Stored records
***
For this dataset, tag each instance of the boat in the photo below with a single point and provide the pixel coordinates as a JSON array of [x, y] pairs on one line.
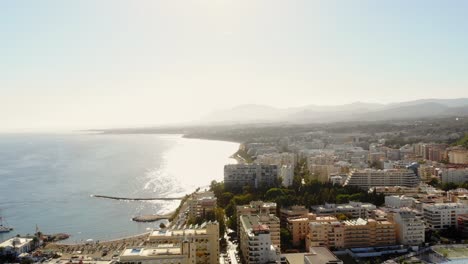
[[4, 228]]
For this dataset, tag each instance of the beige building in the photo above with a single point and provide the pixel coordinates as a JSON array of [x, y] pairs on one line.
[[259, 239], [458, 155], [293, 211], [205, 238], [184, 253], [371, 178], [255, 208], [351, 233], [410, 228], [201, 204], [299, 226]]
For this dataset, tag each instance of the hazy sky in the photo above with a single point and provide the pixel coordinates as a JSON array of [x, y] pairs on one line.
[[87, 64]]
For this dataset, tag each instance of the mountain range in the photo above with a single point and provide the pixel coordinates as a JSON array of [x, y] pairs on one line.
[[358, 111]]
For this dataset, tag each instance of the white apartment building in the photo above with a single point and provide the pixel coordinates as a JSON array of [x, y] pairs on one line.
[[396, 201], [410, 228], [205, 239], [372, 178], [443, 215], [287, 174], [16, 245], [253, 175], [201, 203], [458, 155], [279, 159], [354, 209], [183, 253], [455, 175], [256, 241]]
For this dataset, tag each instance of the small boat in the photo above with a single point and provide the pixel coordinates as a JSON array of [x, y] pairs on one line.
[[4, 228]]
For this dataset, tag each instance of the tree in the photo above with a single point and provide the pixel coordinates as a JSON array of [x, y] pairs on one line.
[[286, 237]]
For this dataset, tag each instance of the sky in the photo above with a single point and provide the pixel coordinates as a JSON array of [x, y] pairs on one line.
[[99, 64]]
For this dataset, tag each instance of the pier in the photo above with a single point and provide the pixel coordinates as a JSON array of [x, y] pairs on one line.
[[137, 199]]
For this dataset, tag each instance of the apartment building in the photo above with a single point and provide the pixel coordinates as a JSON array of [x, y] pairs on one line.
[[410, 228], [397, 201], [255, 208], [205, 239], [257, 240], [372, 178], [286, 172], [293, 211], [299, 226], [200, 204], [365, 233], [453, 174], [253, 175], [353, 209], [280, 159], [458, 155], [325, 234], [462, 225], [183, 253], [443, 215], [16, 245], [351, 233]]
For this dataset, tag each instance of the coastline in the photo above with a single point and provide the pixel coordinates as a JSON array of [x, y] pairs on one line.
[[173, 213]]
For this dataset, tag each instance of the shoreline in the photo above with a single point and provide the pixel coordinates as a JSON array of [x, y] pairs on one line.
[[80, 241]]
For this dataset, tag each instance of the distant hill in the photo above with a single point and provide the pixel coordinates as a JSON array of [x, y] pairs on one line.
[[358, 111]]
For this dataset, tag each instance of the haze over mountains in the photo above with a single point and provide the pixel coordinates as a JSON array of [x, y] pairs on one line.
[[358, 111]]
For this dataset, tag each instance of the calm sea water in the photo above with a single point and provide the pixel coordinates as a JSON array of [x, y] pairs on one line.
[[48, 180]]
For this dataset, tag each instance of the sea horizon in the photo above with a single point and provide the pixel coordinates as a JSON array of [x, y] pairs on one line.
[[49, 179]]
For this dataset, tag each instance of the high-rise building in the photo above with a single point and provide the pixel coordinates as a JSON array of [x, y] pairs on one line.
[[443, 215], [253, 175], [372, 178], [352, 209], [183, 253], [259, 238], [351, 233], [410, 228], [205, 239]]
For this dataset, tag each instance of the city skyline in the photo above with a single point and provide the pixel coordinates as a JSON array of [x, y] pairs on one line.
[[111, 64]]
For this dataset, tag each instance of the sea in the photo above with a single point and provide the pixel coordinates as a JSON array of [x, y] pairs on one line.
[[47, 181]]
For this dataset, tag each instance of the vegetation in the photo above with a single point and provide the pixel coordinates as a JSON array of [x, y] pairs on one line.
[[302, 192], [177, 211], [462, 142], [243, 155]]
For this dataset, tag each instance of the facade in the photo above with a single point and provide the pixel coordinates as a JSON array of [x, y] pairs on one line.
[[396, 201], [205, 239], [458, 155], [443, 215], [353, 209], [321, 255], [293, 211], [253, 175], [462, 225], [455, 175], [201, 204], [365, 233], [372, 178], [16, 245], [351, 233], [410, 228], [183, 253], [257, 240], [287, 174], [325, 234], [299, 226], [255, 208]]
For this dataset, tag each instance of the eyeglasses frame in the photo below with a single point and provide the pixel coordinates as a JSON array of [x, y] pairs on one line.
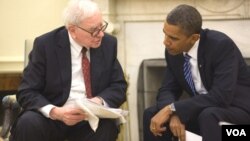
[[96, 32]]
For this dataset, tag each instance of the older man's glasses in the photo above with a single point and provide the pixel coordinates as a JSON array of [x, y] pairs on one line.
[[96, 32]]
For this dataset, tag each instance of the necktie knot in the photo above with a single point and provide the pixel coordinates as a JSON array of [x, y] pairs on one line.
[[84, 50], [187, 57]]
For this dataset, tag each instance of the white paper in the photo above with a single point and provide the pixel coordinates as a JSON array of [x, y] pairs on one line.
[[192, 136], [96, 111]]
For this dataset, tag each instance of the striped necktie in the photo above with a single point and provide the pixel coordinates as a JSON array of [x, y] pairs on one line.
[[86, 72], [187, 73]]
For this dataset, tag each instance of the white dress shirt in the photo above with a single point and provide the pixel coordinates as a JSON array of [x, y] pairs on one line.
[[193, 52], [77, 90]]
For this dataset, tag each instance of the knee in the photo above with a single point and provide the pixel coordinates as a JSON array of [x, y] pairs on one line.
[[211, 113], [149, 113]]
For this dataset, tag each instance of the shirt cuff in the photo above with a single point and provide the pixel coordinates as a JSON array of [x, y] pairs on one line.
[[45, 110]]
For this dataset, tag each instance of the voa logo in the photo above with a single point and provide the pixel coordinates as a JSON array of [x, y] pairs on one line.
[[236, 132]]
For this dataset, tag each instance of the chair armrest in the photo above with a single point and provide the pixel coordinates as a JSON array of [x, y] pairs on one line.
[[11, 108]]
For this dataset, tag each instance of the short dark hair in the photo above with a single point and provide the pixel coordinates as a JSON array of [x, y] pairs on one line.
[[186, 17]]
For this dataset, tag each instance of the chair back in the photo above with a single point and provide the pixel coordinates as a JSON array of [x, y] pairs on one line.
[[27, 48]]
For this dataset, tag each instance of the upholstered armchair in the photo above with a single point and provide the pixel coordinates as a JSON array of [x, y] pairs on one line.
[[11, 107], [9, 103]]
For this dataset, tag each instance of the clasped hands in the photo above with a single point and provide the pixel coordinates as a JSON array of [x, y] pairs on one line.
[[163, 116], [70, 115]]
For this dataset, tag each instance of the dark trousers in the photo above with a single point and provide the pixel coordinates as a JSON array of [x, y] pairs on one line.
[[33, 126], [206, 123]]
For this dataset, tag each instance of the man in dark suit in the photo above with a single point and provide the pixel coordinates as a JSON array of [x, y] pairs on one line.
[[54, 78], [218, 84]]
***
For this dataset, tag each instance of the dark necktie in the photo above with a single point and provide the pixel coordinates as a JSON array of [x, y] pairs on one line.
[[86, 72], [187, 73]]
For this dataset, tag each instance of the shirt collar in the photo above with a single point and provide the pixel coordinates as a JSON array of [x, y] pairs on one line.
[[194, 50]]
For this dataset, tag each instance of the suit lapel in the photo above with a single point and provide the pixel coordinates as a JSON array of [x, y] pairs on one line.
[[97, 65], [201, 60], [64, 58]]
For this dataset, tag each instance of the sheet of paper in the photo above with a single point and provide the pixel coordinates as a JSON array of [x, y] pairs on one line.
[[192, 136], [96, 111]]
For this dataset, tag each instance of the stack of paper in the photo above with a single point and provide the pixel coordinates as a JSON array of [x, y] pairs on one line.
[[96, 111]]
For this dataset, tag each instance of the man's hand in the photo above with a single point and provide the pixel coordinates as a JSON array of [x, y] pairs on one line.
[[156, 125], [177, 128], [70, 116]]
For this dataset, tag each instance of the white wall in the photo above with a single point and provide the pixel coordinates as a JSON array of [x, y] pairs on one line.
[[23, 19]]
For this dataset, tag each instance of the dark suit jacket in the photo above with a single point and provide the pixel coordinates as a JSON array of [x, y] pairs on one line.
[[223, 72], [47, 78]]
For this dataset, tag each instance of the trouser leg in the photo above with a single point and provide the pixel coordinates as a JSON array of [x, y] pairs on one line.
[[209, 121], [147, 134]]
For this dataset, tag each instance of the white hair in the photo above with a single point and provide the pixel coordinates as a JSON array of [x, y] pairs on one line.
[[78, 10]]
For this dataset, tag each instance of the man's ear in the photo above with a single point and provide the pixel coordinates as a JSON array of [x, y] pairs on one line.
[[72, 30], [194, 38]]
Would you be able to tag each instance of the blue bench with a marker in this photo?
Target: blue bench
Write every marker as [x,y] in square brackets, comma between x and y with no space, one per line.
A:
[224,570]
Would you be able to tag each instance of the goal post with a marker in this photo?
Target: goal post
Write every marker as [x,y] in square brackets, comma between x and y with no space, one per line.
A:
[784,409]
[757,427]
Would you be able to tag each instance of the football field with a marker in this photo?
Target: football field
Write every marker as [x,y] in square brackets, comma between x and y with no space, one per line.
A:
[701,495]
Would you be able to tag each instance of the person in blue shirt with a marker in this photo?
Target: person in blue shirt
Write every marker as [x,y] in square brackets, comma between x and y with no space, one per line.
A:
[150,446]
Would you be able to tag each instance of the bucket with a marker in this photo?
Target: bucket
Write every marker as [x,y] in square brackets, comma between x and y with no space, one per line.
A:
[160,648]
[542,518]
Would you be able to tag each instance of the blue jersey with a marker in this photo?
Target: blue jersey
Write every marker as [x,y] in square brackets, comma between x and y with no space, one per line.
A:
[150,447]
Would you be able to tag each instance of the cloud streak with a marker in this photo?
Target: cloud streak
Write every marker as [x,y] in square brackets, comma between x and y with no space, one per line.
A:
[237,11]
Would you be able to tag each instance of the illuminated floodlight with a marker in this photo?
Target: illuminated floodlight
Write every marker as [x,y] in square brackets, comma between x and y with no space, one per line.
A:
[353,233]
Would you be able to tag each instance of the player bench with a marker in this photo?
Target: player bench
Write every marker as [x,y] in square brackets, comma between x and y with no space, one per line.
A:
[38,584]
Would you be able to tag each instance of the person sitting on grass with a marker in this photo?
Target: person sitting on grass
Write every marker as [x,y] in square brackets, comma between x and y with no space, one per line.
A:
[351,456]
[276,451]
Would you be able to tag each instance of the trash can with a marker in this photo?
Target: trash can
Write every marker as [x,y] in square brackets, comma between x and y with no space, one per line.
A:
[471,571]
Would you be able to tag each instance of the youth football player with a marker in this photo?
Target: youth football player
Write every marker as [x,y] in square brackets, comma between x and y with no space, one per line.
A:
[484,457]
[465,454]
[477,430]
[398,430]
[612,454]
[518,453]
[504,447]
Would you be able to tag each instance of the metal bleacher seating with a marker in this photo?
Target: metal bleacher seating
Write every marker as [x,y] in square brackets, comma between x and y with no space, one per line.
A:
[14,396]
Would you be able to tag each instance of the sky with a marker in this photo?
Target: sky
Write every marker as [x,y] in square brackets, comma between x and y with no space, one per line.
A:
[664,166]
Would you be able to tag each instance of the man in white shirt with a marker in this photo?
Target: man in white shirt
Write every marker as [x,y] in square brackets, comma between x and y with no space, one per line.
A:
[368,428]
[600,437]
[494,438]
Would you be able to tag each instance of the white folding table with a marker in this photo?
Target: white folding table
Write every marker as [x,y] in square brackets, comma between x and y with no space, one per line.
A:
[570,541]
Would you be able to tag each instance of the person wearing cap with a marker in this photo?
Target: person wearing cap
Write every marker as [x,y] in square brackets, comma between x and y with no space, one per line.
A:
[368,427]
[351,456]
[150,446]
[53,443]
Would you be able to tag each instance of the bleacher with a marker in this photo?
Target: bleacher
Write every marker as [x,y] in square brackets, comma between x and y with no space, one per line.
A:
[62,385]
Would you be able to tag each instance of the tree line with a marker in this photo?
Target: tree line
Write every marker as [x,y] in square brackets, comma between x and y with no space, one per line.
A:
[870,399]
***
EXERCISE DESCRIPTION:
Search the entries above for the word "sitting", and copy every line where it occurs.

TASK OUTPUT:
Would you be able to tag each instance of the person sitting on grass with a marker in this photo?
Target: person sitting on grass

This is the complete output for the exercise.